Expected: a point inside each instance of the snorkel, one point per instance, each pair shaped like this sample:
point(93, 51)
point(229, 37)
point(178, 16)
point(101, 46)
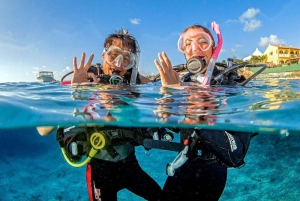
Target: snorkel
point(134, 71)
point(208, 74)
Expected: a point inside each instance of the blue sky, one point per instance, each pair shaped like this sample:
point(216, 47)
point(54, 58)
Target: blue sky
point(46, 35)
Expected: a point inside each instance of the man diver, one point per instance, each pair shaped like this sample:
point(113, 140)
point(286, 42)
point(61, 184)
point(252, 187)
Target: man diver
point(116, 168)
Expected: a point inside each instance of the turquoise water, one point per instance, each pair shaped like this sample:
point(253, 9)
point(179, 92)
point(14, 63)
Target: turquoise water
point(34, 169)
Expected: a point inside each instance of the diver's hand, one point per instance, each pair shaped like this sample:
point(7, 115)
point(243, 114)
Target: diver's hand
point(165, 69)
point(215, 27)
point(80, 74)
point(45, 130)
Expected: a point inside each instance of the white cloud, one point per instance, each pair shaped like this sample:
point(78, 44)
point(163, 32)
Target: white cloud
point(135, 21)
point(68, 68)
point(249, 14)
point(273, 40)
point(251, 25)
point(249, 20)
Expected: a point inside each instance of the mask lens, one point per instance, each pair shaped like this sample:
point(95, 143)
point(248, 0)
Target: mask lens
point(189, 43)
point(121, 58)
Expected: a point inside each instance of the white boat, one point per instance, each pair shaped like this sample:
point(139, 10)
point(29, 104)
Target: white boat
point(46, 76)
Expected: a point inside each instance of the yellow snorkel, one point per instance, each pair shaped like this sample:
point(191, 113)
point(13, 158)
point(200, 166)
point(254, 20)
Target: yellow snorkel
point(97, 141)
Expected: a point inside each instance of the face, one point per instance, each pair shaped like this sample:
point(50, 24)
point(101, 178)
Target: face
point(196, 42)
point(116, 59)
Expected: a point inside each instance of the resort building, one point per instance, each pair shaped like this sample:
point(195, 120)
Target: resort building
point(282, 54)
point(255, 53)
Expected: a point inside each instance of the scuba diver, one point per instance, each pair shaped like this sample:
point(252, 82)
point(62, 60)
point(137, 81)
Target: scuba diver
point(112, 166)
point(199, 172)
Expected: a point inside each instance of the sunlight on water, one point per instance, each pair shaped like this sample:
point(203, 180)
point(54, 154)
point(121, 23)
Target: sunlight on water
··········
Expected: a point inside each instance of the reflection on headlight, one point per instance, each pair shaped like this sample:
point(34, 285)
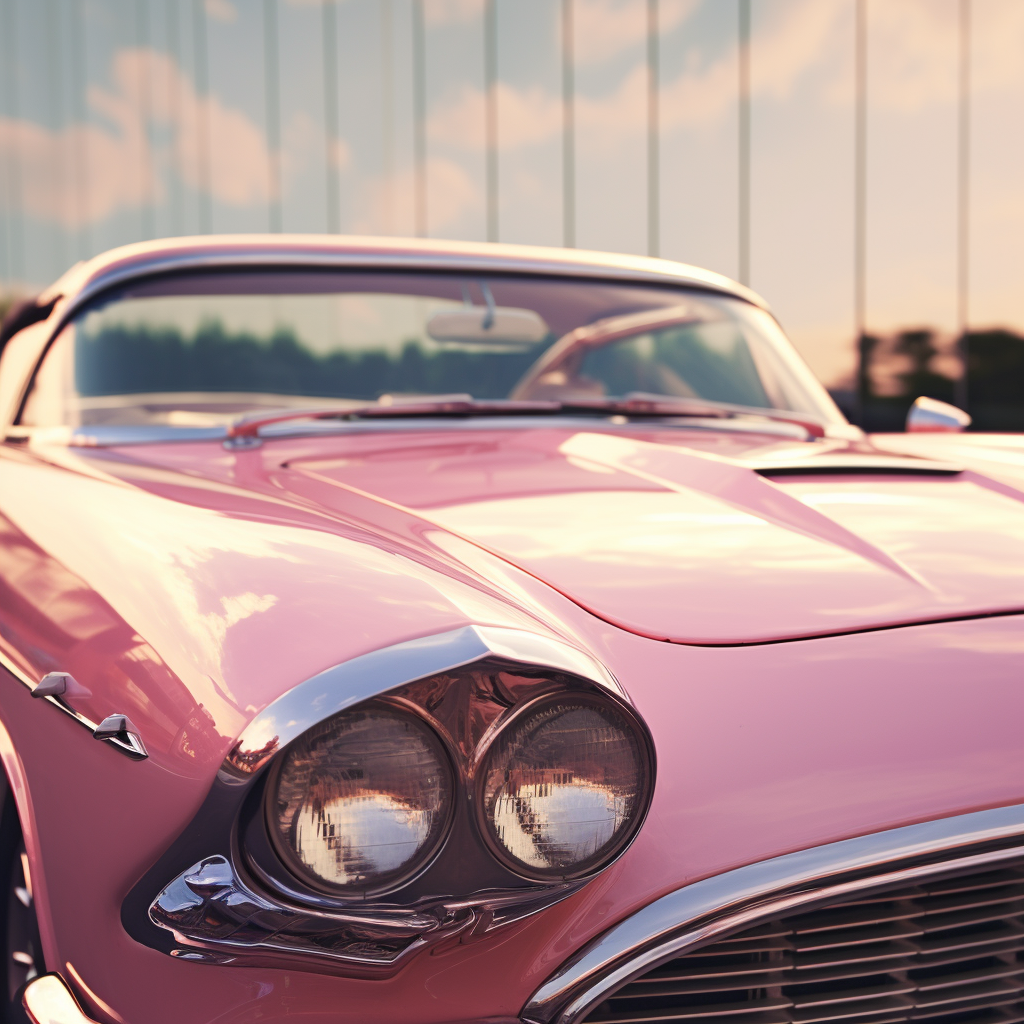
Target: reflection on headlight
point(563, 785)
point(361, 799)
··········
▶ What this task involves: Please rewrite the lines from the one with "Expected: a point inside each instance of the sunlight" up to and including the one with "Target: sunlight on water", swapping "one point per instance" for "a single point for each instance" and leaving everything else as it is.

▶ Answer in full:
Expected: a point inside each instance of the sunlight on water, a single point for each instance, each pair shaped like this sample:
point(203, 180)
point(54, 154)
point(121, 23)
Target: sunlight on water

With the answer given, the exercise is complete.